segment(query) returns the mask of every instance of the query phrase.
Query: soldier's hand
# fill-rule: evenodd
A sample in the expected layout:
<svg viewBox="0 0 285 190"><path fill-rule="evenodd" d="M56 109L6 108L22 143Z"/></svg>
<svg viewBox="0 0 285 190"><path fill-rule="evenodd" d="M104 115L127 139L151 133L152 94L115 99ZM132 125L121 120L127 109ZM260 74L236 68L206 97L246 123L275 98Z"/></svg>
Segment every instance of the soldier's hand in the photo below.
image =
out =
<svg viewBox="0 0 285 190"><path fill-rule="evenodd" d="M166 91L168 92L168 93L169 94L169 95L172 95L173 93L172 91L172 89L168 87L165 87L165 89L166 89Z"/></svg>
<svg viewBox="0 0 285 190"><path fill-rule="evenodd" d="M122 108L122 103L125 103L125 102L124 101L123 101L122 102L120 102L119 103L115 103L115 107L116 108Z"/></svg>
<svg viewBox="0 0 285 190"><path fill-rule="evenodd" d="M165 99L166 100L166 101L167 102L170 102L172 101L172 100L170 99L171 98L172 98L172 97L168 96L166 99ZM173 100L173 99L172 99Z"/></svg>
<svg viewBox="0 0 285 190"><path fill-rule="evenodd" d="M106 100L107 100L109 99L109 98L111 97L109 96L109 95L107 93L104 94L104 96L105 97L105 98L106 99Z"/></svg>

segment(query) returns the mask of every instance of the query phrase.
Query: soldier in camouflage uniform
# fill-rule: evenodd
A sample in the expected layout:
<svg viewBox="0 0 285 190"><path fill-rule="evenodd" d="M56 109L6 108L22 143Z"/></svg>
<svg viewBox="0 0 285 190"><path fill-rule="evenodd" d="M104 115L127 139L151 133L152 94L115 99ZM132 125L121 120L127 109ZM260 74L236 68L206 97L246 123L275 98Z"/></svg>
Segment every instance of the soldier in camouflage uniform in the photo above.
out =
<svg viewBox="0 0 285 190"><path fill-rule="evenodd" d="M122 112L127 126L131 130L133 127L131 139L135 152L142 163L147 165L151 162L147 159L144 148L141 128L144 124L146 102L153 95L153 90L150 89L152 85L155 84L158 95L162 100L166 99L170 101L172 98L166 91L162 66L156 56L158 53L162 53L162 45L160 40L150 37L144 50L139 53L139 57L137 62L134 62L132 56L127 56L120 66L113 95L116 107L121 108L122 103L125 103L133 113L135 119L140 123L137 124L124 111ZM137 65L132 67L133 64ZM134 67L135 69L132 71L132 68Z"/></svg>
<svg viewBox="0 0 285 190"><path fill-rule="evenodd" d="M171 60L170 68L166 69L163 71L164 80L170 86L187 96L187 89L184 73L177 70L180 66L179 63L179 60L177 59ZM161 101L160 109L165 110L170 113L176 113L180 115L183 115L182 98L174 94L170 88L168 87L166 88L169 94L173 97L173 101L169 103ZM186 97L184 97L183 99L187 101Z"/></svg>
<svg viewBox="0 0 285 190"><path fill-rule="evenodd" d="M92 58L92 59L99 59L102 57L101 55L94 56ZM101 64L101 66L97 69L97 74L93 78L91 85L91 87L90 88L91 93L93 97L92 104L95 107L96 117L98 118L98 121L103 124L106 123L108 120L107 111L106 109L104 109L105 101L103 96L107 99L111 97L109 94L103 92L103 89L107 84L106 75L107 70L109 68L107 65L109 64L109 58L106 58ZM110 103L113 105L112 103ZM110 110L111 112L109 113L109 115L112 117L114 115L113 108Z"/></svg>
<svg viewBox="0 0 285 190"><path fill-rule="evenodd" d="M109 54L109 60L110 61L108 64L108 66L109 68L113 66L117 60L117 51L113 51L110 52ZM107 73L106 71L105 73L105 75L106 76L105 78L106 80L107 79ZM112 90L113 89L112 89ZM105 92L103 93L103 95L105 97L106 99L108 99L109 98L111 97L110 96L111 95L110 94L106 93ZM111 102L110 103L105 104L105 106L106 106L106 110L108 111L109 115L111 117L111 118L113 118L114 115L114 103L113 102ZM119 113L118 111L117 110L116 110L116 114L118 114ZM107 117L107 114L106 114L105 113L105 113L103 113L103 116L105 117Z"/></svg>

::::::::

# DO THIS
Can you reproduce the listing word for word, from its first line through the line containing "100L107 100L109 99L109", both included?

# ANSWER BELOW
segment(query) returns the mask of every instance of the query phrase.
Query: soldier's hand
# fill-rule: evenodd
A sample in the expected layout:
<svg viewBox="0 0 285 190"><path fill-rule="evenodd" d="M56 109L6 108L22 143Z"/></svg>
<svg viewBox="0 0 285 190"><path fill-rule="evenodd" d="M104 115L127 139L151 133L152 94L115 99ZM132 125L121 120L127 109ZM260 74L236 68L206 97L246 123L275 98Z"/></svg>
Segment every instance of the soldier's hand in the photo below.
image =
out =
<svg viewBox="0 0 285 190"><path fill-rule="evenodd" d="M166 91L168 92L168 93L169 94L169 95L172 95L173 93L172 91L172 89L168 87L165 87L165 89L166 89Z"/></svg>
<svg viewBox="0 0 285 190"><path fill-rule="evenodd" d="M122 108L122 103L125 103L125 102L124 101L123 101L122 102L120 102L119 103L115 103L115 107L116 108Z"/></svg>
<svg viewBox="0 0 285 190"><path fill-rule="evenodd" d="M165 99L166 100L166 101L167 102L170 102L172 101L172 100L170 99L171 98L172 98L172 97L168 96L166 99ZM173 100L173 99L172 99Z"/></svg>
<svg viewBox="0 0 285 190"><path fill-rule="evenodd" d="M106 100L107 100L109 99L109 98L111 97L109 96L109 95L107 93L104 94L104 96L105 97L105 98L106 99Z"/></svg>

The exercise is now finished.